*Activities*:
[1] In the blog post about depression, which medication is said to have kept the writer mostly functional for about two years?
[2] Rewrite the paragraph beginning "I went to my regular doctor first" from the blog post about depression more briefly, keeping its main facts.
[3] Continue the blog post about depression from its last sentence.

Poopies

No. Don't worry. I'm not writing a post about that topic. It's just the way I feel at the moment, a more PG-13 version of it.

As you may (or may not) have surmised, I haven't been posting a lot. Most of it is due to my depression rearing its ugly head again. For about two years I've been mostly functional thanks to that miracle of modern pharmacology, Lexapro. Now that miracle is fading and my brain is being stubborn. I've always developed tolerances to medications, some faster than others. This time I was hoping the Lexapro would be different since it lasted a heck of a lot longer, but alas that is not the case.

I went to my regular doctor first. I knew it was my depression causing the fatigue, the aches, and the pains, but I wanted to make sure that it wasn't something physical. He did a plethora of tests (sorry, I love that word) to discover I am completely normal. Well, at least physically. Hell, even my cholesterol was at normal levels, something it hasn't been in ages.

Next was an appointment with my shrink. I love this guy. Besides the fact that he's really nice (and very cute), he understands my need to be proactive in my treatment. I will not tolerate certain things with medications. Yes, I can live with weight gain but I will not tolerate feeling like a zombie. That sort of thing. The biggest problem is that I have literally been on every single anti-depressant out on the market with the exception of MAOI's. I won't do those not because of the side effects or the fact that it reacts with almost every single med out there. It's because I wouldn't be allowed to eat cheese. Without cheese, I have no pleasure in life. Need the cheese.

So this time around, we're going with add-ons to the Lexapro. Right now he has me on Deplin. It is supposed to help my brain process certain chemicals. It is a "medical food" rather than a drug so it has no side effects, which is nice. However, my insurance company won't pay for it. Bah.

*Exercise data*:
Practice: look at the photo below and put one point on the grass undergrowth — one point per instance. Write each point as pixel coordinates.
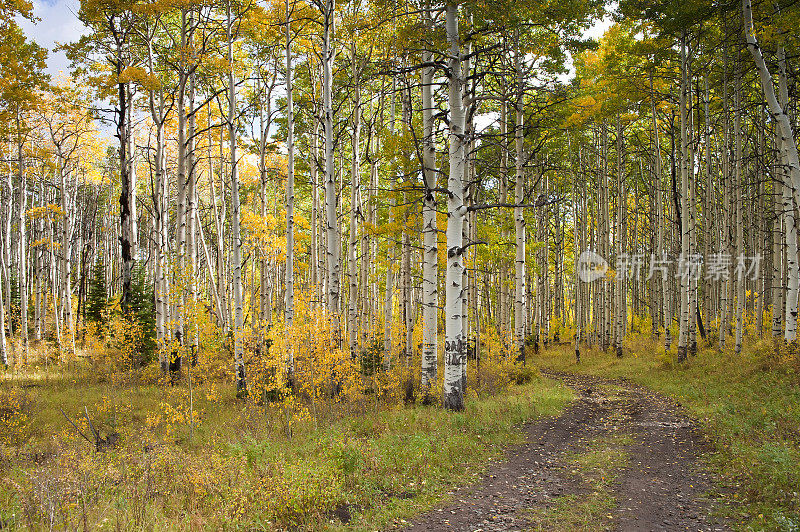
(749, 405)
(239, 469)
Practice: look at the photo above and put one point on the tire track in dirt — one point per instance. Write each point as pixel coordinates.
(660, 486)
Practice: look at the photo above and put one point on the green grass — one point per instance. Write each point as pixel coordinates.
(748, 404)
(239, 470)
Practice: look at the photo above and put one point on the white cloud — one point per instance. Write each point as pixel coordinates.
(58, 24)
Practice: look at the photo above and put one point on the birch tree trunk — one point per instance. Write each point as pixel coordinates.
(454, 349)
(331, 230)
(355, 214)
(22, 243)
(683, 331)
(789, 155)
(430, 236)
(737, 179)
(236, 258)
(520, 274)
(289, 310)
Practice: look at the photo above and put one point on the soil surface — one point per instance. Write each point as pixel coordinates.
(659, 486)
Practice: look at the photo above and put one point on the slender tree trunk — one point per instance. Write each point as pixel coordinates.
(22, 243)
(520, 273)
(331, 230)
(289, 311)
(430, 236)
(236, 259)
(683, 331)
(454, 349)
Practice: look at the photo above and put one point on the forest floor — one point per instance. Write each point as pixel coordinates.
(621, 457)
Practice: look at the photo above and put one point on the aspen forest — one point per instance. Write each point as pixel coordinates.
(399, 264)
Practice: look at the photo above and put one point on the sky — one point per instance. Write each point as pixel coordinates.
(59, 24)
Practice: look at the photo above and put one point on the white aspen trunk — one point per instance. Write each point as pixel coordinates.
(724, 210)
(660, 221)
(66, 251)
(520, 273)
(176, 357)
(740, 280)
(454, 349)
(692, 177)
(331, 230)
(7, 245)
(788, 147)
(236, 258)
(289, 310)
(388, 307)
(316, 280)
(192, 221)
(577, 250)
(161, 213)
(22, 243)
(619, 325)
(683, 330)
(430, 236)
(355, 214)
(502, 289)
(3, 347)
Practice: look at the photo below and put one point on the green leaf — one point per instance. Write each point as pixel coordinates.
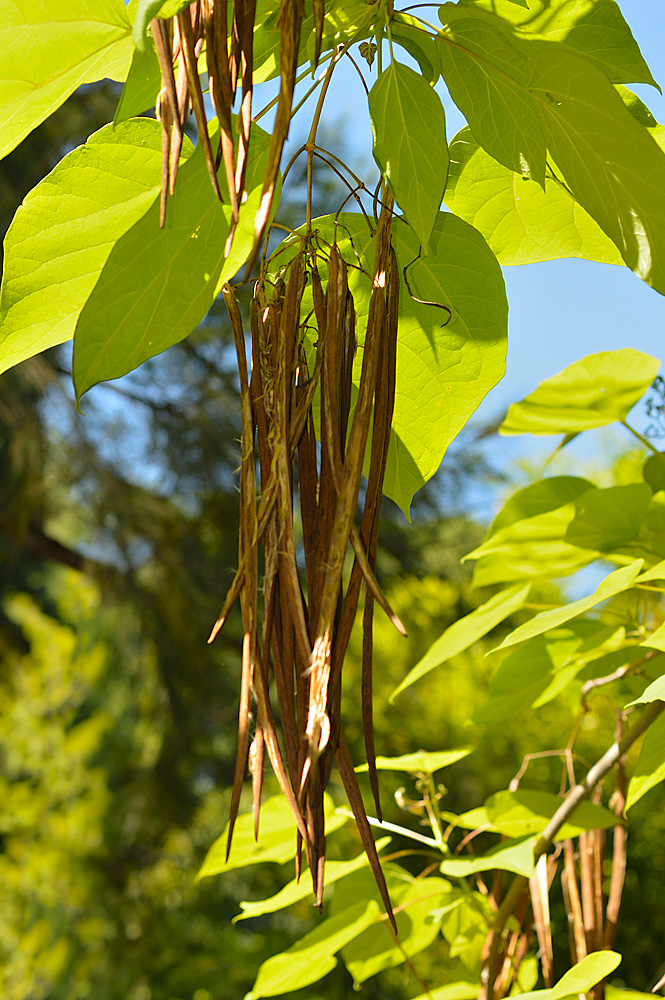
(538, 498)
(650, 767)
(586, 974)
(557, 99)
(409, 126)
(607, 519)
(277, 837)
(522, 221)
(141, 86)
(420, 762)
(417, 926)
(593, 392)
(508, 856)
(595, 28)
(300, 889)
(64, 231)
(407, 32)
(489, 75)
(137, 308)
(527, 812)
(541, 669)
(464, 632)
(443, 372)
(654, 692)
(653, 472)
(69, 44)
(452, 991)
(532, 547)
(146, 10)
(618, 581)
(313, 957)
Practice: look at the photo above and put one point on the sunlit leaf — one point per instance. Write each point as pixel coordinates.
(157, 285)
(509, 856)
(142, 85)
(522, 221)
(418, 919)
(527, 812)
(521, 95)
(607, 519)
(64, 231)
(618, 581)
(464, 632)
(650, 767)
(277, 837)
(311, 958)
(49, 49)
(410, 147)
(443, 371)
(595, 28)
(420, 762)
(593, 392)
(536, 672)
(300, 889)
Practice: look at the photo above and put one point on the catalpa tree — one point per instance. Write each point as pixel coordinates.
(374, 334)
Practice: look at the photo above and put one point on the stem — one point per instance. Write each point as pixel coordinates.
(576, 795)
(310, 145)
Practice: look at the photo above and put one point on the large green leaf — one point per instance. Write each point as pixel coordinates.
(527, 812)
(443, 371)
(463, 633)
(545, 95)
(301, 888)
(277, 837)
(420, 762)
(650, 767)
(618, 581)
(311, 958)
(595, 28)
(538, 671)
(489, 75)
(532, 547)
(419, 905)
(410, 147)
(607, 519)
(509, 856)
(157, 285)
(64, 231)
(581, 978)
(50, 48)
(522, 221)
(142, 85)
(593, 392)
(538, 498)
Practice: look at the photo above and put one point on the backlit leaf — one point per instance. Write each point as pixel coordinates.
(410, 147)
(593, 392)
(464, 632)
(509, 856)
(277, 837)
(650, 767)
(157, 285)
(594, 28)
(64, 231)
(49, 49)
(311, 958)
(522, 221)
(420, 762)
(297, 890)
(618, 581)
(607, 519)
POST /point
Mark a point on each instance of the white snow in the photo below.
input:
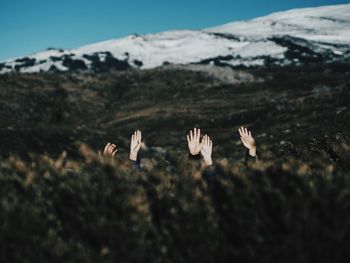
(324, 26)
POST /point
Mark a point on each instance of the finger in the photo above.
(140, 136)
(203, 139)
(111, 149)
(240, 131)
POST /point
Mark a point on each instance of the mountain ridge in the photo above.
(294, 37)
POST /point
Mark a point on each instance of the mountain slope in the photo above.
(310, 35)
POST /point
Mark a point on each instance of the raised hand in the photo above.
(193, 140)
(248, 140)
(206, 151)
(110, 150)
(135, 145)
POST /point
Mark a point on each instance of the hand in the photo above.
(135, 145)
(206, 151)
(110, 150)
(248, 140)
(193, 141)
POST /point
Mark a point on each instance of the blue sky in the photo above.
(28, 26)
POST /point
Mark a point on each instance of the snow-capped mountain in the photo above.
(309, 35)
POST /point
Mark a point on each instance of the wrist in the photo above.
(208, 161)
(252, 151)
(133, 156)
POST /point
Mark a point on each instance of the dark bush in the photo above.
(103, 211)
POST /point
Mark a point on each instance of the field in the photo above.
(293, 206)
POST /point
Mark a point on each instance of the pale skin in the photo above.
(135, 145)
(204, 146)
(207, 149)
(248, 140)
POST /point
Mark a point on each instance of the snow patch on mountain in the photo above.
(295, 36)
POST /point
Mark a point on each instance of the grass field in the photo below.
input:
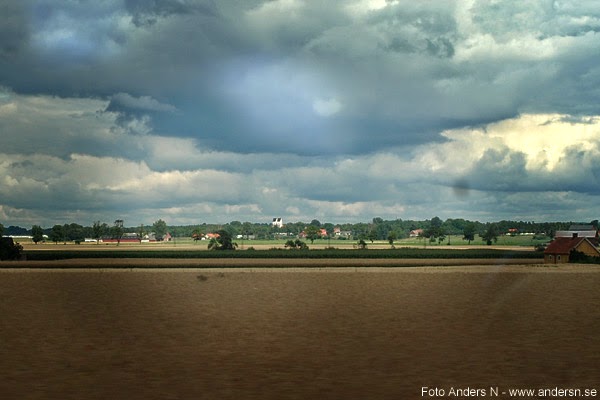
(252, 333)
(454, 240)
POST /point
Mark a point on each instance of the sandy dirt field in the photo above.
(297, 333)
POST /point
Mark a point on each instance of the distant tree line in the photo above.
(434, 229)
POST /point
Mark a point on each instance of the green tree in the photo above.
(469, 232)
(57, 234)
(312, 232)
(37, 234)
(490, 234)
(197, 234)
(98, 230)
(160, 229)
(391, 237)
(223, 242)
(117, 230)
(372, 235)
(9, 250)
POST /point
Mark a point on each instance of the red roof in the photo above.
(562, 245)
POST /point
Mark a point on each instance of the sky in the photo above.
(213, 111)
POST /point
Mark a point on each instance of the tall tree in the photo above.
(37, 234)
(312, 232)
(98, 229)
(160, 229)
(117, 230)
(490, 234)
(223, 242)
(469, 232)
(57, 234)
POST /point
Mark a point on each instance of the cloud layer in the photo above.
(214, 111)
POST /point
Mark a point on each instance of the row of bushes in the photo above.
(290, 254)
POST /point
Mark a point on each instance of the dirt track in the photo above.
(378, 333)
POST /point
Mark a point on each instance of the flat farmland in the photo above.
(295, 333)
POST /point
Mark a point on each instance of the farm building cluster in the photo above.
(580, 241)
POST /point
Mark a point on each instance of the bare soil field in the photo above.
(296, 333)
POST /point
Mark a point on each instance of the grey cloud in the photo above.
(147, 12)
(13, 29)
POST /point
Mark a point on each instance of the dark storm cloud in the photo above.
(146, 12)
(299, 107)
(400, 73)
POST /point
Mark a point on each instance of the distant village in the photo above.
(563, 242)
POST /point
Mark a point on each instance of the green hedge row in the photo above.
(290, 254)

*Responses to the exercise*:
[1] Lexapro.

[2] I saw my regular doctor first to rule out a physical cause for the fatigue, aches and pains, though I knew it was my depression. After many tests, everything came back normal, even my cholesterol, which hadn't been normal in ages.

[3]
We're giving this a couple of weeks to work. If it doesn't, I'm going on that grossly over-advertised medication Abilify. That has had some amazing response in some people but (as you may have heard) it has a lot of side effects. The most common one my doc has come across is restlessness. Ya, like I need that. If ADHD existed when I was a kid I would've been the poster child for it. This would not be a good side effect. However, if it can get me out of my funk and is my only viable option, then I have to suck it up.

I do need to do something though. Today I'm recovering from a bad episode that started Sunday night but peaked last night. Emotionally, I'm ok as long as I avoid any stress but we all know how easy that is. :P

Next week I'm going down to Florida to visit my parents. It's technically a vacation but if you knew my mom, you would understand why it isn't a vacation. My dad turned 80 yesterday and I really want to spend some quality time with him since I haven't seen him in over a year. Maybe while I'm down there my mom will ease up on her nagging and allow me to rest. One can always hope.

Comments

Anonymous said…
I'm on a combination of Budeprion (Wellbutrin) and Lexapo. Have you ever tried that?